Once again, it is that time of year. Today is Super Tuesday, and it is justifiably called so. On this day, residents of Massachusetts, 11 other states and one U.S. territory cast their votes in the Presidential Primary Elections. In total, over 40 percent of the Democratic Party’s delegates are up for grabs and 25 percent of the Republican Party’s delegates are as well. So what does all of this mean for the Tufts Community? A time for choosing is upon us.
As is the case in every election cycle, there will be those of us who cast a ballot and others who decide to stay home. To each category, the Daily has some suggestions. For those of you who plan to cast a vote today, we commend you. It is, however, important to keep in mind some voting strategies. By no means is there a right or wrong impetus for casting a ballot, yet there is a spectrum of efficiency when it comes to voters’ reasoning. A 2005 study, conducted by psychologist Alexander Todorov, Anesu N. Mandisodza, Amir Goren and Crystal C. Hall, found that a large amount of voters select their candidates primarily based on their looks. Another study revealed that a sizable amount of voters pick their candidate by voting for the first name listed on the ballot. While one has every right to vote in accordance with their own reasoning, it is important to remember that a vote is a reflection of your beliefs. To implement the changes you wish to see, it is not enough to merely project your views onto a candidate who may or may not hold them. Indeed, an efficient vote, one that is given to the candidate who best represents your beliefs, cannot be cast without deep reflections. Remember that every vote counts. By voting, you participate in steering the future of the country.
To those who do not plan to cast a vote, you are not alone; in fact, you are in the vast majority. According to the U.S. Census Bureau’s 2014 statistics, roughly 77 percent of those aged 18-34 did not report themselves as voters during recent election cycles. For a nation that prides itself on being a participatory republic, that is a sad and startling statistic. To those of you who feel that your single vote does not count or that there are no candidates who properly represent your beliefs, here is a different perspective on the presidential election. It is easy to focus our attention on the political games of the candidates rather than their real qualities, on the criticisms surrounding the super-pacs’ commercials and the conga line of public endorsements, etc. All of these things completely swallow up who really matters in this political process: you.
It is vital to remember that campaigns clash over who can make a difference tomorrow, but we are the ones who can make a difference today. We are the engineers and pre-medical students whose work today will pioneer new innovations. We are the arts and humanities majors whose contemporary projects will be the face of American culture. We are the listeners whose voices seek to be heard. Therefore, please do not fall into the silent majority by staying home. Go out and exercise your right to vote today — vote for America.

# Complete the following:
[a] Copy everything in the Super Tuesday editorial from "It is vital" down to "vote for America.".
[b] According to the Super Tuesday editorial, what share of people aged 18-34 did not report themselves as voters in the U.S. Census Bureau's 2014 statistics?
[c] List everyone the Super Tuesday editorial names as having conducted the 2005 study on voters choosing candidates by their looks.

# Object descriptions in free text:

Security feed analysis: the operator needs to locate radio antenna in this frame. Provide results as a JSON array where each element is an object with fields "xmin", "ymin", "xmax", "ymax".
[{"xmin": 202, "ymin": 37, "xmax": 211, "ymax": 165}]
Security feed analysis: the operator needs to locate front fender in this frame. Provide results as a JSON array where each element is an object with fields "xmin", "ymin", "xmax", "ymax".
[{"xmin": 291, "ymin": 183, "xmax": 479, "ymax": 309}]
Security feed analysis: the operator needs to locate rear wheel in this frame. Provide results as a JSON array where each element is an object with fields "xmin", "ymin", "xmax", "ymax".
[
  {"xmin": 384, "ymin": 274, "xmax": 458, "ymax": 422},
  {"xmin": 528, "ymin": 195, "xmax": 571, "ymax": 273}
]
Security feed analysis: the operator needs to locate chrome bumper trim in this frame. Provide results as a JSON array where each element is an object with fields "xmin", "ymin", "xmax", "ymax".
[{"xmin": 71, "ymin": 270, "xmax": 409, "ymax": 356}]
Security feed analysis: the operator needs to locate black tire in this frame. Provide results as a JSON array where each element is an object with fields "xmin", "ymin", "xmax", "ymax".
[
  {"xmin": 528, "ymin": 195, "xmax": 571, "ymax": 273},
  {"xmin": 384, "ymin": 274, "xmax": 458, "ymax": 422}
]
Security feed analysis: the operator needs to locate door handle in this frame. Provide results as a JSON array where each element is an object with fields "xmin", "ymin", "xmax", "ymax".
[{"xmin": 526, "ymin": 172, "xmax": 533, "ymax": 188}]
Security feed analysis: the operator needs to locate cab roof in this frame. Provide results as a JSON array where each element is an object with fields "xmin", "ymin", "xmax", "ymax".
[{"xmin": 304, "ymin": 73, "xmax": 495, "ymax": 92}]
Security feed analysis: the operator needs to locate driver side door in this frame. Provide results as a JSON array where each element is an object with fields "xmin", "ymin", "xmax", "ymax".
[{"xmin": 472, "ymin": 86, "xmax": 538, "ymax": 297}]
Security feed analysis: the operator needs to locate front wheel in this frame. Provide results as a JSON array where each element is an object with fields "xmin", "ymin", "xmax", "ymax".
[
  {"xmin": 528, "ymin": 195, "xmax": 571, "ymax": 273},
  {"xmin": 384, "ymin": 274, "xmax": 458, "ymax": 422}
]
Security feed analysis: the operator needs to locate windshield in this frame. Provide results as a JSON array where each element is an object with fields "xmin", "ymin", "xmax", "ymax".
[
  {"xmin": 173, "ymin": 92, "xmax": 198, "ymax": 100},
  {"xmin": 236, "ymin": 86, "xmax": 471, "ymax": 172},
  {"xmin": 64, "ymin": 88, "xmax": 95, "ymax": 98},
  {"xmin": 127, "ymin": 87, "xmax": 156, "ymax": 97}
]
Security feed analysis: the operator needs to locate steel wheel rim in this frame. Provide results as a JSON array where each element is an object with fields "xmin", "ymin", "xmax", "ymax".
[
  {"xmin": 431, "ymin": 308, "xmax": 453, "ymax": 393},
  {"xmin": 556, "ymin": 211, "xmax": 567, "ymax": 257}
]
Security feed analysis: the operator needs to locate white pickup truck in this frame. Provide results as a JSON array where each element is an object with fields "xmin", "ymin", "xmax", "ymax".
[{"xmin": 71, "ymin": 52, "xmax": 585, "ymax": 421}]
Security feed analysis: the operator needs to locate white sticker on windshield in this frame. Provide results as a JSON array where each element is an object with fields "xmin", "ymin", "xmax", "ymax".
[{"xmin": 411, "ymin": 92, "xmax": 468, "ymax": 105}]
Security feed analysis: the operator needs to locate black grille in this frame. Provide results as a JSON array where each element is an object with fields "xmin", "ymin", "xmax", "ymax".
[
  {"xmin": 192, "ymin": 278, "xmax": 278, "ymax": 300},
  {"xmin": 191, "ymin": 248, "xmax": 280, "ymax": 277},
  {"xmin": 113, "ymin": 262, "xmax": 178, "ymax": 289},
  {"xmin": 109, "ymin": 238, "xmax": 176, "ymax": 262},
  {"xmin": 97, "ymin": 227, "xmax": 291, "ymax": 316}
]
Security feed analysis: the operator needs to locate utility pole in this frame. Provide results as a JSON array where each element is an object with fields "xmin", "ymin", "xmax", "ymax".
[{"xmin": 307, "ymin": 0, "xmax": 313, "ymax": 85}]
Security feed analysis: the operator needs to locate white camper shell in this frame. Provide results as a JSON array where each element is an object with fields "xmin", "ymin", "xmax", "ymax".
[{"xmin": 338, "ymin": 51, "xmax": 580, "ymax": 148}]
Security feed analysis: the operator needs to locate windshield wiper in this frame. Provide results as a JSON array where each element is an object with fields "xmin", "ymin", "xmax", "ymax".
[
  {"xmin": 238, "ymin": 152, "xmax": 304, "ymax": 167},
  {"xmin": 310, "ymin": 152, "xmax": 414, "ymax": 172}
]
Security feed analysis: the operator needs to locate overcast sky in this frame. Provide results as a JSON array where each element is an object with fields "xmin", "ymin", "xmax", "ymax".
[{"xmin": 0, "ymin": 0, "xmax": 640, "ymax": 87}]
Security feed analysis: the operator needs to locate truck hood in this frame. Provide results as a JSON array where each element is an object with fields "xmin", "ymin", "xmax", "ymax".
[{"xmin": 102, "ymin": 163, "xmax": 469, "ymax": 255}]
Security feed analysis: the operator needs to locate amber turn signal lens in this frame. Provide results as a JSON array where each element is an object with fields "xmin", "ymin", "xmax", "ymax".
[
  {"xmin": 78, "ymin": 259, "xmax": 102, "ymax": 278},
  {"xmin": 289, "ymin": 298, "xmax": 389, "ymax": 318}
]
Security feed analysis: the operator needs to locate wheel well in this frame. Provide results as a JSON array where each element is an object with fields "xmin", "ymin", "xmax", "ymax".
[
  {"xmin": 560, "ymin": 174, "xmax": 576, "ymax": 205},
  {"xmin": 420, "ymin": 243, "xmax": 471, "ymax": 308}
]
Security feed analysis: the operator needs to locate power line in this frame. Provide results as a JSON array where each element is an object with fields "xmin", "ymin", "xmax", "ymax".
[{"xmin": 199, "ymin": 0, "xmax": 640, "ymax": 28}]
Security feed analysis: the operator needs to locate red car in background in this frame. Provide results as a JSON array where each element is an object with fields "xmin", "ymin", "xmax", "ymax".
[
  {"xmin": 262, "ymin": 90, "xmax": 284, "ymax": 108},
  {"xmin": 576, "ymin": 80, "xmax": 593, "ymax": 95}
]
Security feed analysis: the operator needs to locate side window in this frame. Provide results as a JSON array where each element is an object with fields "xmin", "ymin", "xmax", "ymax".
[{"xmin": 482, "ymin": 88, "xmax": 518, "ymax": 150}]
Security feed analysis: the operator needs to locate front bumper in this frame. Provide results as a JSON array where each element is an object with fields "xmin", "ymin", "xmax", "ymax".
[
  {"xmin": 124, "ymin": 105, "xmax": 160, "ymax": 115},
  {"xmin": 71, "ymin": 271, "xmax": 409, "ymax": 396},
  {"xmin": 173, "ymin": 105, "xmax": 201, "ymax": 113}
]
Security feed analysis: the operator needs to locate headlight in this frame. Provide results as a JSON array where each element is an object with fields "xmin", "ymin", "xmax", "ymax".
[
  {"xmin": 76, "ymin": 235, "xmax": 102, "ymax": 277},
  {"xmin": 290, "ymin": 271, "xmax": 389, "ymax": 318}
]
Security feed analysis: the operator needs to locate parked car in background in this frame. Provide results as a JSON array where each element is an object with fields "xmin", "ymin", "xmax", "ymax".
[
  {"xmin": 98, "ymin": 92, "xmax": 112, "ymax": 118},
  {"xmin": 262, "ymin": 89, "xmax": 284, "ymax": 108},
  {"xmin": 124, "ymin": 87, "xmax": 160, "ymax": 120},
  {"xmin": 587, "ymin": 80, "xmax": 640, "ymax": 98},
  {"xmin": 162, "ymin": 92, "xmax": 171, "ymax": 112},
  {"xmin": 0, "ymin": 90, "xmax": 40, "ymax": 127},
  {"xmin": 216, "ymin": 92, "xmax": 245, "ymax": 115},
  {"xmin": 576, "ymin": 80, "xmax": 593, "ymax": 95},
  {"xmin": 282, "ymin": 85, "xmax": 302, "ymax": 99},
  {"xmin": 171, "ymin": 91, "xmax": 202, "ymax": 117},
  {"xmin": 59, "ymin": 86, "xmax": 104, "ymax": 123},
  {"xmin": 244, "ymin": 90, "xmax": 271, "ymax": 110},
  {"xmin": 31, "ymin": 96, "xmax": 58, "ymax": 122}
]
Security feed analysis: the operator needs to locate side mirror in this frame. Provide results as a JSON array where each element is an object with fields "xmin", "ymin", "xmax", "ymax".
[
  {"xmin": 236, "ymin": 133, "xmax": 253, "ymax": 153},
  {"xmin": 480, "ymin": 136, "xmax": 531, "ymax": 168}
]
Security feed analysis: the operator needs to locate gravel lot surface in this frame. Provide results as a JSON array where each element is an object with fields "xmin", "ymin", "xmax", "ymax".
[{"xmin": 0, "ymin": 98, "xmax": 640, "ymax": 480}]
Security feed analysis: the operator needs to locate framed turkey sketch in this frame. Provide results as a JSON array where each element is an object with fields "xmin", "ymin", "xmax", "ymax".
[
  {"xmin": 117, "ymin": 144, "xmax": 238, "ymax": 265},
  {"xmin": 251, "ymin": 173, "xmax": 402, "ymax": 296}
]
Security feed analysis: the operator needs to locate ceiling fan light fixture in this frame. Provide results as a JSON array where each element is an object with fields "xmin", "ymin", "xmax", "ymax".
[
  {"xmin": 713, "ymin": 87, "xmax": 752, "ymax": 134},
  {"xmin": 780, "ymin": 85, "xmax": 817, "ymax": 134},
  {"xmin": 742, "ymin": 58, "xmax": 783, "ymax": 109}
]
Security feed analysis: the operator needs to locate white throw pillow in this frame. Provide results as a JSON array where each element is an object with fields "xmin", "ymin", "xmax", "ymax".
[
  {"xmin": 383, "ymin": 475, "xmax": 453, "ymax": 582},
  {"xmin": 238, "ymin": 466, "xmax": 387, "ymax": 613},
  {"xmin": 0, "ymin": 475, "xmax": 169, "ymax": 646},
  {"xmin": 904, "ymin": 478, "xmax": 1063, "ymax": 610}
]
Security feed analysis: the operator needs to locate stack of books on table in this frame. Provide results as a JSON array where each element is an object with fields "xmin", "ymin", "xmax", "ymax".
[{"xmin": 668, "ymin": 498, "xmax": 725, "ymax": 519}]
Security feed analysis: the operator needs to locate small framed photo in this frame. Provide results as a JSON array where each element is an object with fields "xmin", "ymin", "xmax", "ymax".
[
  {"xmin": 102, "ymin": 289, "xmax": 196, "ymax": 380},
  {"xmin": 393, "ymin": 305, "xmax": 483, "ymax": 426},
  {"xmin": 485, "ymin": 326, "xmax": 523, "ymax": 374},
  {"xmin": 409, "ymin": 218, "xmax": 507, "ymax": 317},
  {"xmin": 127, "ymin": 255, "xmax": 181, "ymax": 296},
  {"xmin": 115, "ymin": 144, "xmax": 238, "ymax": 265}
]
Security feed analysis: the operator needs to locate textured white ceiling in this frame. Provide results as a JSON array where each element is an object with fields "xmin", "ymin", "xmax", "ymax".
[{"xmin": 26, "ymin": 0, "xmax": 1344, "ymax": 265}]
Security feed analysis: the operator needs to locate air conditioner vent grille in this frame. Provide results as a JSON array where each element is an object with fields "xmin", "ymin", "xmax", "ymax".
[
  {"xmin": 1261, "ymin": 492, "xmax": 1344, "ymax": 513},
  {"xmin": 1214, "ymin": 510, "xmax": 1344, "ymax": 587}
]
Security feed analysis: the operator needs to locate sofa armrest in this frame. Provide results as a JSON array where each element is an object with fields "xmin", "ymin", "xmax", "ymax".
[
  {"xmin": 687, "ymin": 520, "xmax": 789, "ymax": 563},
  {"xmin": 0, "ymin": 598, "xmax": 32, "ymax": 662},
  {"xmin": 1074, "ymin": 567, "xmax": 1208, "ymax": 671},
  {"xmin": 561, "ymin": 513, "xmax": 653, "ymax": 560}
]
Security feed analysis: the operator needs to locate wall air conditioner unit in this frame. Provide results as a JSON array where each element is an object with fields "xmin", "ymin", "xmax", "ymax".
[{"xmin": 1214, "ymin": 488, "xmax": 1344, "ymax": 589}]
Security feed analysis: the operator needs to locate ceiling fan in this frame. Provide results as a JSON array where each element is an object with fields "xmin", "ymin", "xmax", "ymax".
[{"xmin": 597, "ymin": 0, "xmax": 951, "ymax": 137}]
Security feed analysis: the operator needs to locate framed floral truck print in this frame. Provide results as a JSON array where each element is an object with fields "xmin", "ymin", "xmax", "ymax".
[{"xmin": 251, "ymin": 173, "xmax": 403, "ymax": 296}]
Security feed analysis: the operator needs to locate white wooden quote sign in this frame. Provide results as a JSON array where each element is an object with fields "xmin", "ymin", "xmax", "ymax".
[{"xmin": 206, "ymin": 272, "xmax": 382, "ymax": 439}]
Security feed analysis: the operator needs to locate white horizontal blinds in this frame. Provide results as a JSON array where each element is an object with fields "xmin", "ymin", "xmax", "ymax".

# Responses for each task:
[a]
It is vital to remember that campaigns clash over who can make a difference tomorrow, but we are the ones who can make a difference today. We are the engineers and pre-medical students whose work today will pioneer new innovations. We are the arts and humanities majors whose contemporary projects will be the face of American culture. We are the listeners whose voices seek to be heard. Therefore, please do not fall into the silent majority by staying home. Go out and exercise your right to vote today — vote for America.

[b] Roughly 77 percent.

[c] Alexander Todorov, Anesu N. Mandisodza, Amir Goren, Crystal C. Hall